> INFORMATION SUPPLIED:
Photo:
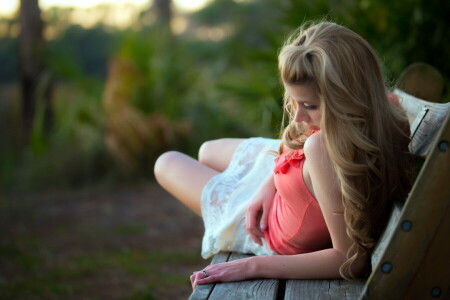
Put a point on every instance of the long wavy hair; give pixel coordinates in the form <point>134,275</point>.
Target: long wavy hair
<point>364,133</point>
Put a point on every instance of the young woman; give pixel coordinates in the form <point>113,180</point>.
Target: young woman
<point>318,208</point>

> GOAL OF THE EXERCISE: Keep only the lines from the one containing "Put a point on every instance of the young" through the final line of the records, and transcribe them exactly.

> RESULT OF THIS TASK:
Put a point on every instance of the young woman; give pixel coordinates in the form <point>113,180</point>.
Target: young woman
<point>318,208</point>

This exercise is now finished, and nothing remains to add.